Transformation and adaptability Since 1980, New York City and the Central Park Conservancy have worked steadily to revitalize all of Central Park’s lawns and appointments. Last November, restoration of the Great Lawn was completed, transforming what had come to be known as the “Great Dustbowl” into 55 acres of green lawn, softball fields, volleyball and basketball courts, and a one-eighth mile running track.

According to New York’s Parks & Recreation Department, the new lawn was created with 500,000 square feet of Kentucky Bluegrass and perennial rye sod; 25,000 cubic yards of soil; 22,500 linear feet of storm turf and sub-surface drainage lines; and 11,000 linear feet of irrigation lines with 275 pop-up sprinklers. Nearly 230,000 trees, shrubs, native grasses and perennials were planted, and decorative bluestone paths and plazas were added.

Central Park’s annual budget for horticulture, maintenance and operations is more than $4.5 million, and maintaining the newly restored Great Lawn will cost an additional $350,000 per year, according to the city. The lawn will require meticulous grooming, and crews are taking care to close it when the grass is wet and vulnerable to trampling. Additionally, ballfields are being rotated, keeping one closed at all times to allow the turf to repair itself.

In February, New York City entered an eight-year contract in which it formally assigned Central Park’s maintenance to the Conservancy and agreed to providematching funds. The agreement calls for the city to provide $1 in public funds for every $5 the Conservancy raises, provided the Conservancy raises and spends at least $5 million on Central Park each year.

In short, the future looks lush for New York’s most enduring natural setting, and the park’s maintenance plan appears to be sprouting in other cities. “I’ve had other cities reach out,” Spinelli says. “They’ll call because we have an in-house landscape design firm — that’s what it amounts to. We’re experts in playgrounds; we’re experts in landscapes. They call us for details, recommendations, vendors, that kind of stuff.”

Although few parks departments have the budget and manpower to dedicate a specialized staff to a single park, Spinelli insists that Central Park’s secret is not in the numbers. “We’re a lot leaner than you would think; it’s not an endless thing from a budgetary standpoint. It’s just a matter of structuring your management (with the zone managers and crews) so you can provide support. I think you can transfer it reasonably well to any public space.”

_ _ _ _ _

» Check your understanding:
**1.** Answer from the Central Park text:
(a) How many acres of green lawn did the Great Lawn restoration produce?
(b) How many pop-up sprinklers were installed with the irrigation lines?
(c) How much in public funds does the city provide for every $5 the Conservancy raises?
**2.** Please carry on the Central Park text from its last sentence.
The records have nothing to do with the Central Park text.

_ _ _ _ _

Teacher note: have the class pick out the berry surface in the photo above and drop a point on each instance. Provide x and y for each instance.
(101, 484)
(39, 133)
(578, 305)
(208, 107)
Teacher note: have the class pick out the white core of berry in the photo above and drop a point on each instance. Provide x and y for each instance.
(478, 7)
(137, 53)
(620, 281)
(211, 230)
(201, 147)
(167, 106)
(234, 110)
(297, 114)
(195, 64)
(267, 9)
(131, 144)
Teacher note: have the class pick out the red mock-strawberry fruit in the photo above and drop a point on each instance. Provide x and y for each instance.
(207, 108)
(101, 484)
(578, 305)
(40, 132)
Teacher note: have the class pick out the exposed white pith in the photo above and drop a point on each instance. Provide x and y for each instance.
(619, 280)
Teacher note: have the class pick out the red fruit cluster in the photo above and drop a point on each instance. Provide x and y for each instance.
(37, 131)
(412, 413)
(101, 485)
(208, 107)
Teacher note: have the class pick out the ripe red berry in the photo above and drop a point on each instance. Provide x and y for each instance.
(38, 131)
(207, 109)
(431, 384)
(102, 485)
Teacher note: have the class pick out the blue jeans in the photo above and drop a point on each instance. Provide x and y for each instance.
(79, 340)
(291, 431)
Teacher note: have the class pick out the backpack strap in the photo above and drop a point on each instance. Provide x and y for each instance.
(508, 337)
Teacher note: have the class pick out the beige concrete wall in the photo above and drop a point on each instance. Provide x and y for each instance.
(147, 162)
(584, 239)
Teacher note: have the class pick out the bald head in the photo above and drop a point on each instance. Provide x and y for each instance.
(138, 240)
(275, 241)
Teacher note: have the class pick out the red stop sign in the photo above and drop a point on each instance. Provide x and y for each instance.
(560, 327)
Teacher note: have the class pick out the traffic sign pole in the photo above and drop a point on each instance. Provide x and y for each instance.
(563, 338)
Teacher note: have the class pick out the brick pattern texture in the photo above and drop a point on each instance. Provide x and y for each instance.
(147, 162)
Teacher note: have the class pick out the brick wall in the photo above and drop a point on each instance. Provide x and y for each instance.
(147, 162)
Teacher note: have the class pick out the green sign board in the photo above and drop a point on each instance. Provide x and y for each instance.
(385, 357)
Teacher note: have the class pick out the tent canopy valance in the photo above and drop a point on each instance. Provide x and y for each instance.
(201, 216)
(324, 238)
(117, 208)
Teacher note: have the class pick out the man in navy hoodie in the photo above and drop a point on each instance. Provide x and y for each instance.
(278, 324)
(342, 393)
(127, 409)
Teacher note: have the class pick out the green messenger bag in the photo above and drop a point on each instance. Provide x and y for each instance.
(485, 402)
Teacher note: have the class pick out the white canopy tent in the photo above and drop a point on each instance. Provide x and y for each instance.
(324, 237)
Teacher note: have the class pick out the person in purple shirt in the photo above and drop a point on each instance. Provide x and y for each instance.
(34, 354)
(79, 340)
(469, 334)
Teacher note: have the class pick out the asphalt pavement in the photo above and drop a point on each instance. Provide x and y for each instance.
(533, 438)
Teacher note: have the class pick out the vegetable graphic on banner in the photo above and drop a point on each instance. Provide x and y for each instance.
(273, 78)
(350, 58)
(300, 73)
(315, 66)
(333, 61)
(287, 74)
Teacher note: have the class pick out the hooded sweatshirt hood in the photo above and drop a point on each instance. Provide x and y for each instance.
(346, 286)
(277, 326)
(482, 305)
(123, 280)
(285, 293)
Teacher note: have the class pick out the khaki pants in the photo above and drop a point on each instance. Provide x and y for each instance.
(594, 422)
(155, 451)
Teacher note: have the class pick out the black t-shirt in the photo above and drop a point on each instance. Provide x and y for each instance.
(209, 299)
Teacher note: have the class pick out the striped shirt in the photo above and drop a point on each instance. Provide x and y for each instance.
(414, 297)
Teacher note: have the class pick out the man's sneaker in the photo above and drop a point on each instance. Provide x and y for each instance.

_ _ _ _ _

» Answers by item:
**1.**
(a) 55 acres
(b) 275
(c) $1

**2.**
According to the Central Park Conservancy, the following personnel are dedicated to specialized maintenance throughout the park.

* A two-person crew removes graffiti, cleaning more than 40,000 square feet per year. * A two-person crew maintains and restores 51 fountains, monuments and sculptures. * A nine-person crew, skilled in stone carving and rustic wood carpentry, restores and maintains bridges, arches and historic structures. * A three-person crew cares for 26,000 trees, pruning approximately 1,200 trees per year and protecting trees from disease. * A five-person turf care crew irrigates, fertilizes, rakes leaves and mows the 250 acres of lawn. * A two-person crew monitors four major water bodies within the park. * A three-person crew maintains 5.3 miles of benches and repairs 2.4 miles of benches each year. * Three full-time and 11 part-time employees clean and maintain the park’s six-mile perimeter. * A two-person stormwater team cleans more than 800 catch basins, snakes lines and maintains hundreds of miles of drainage pipe. * A two-person crew inspects and maintains 21 playgrounds.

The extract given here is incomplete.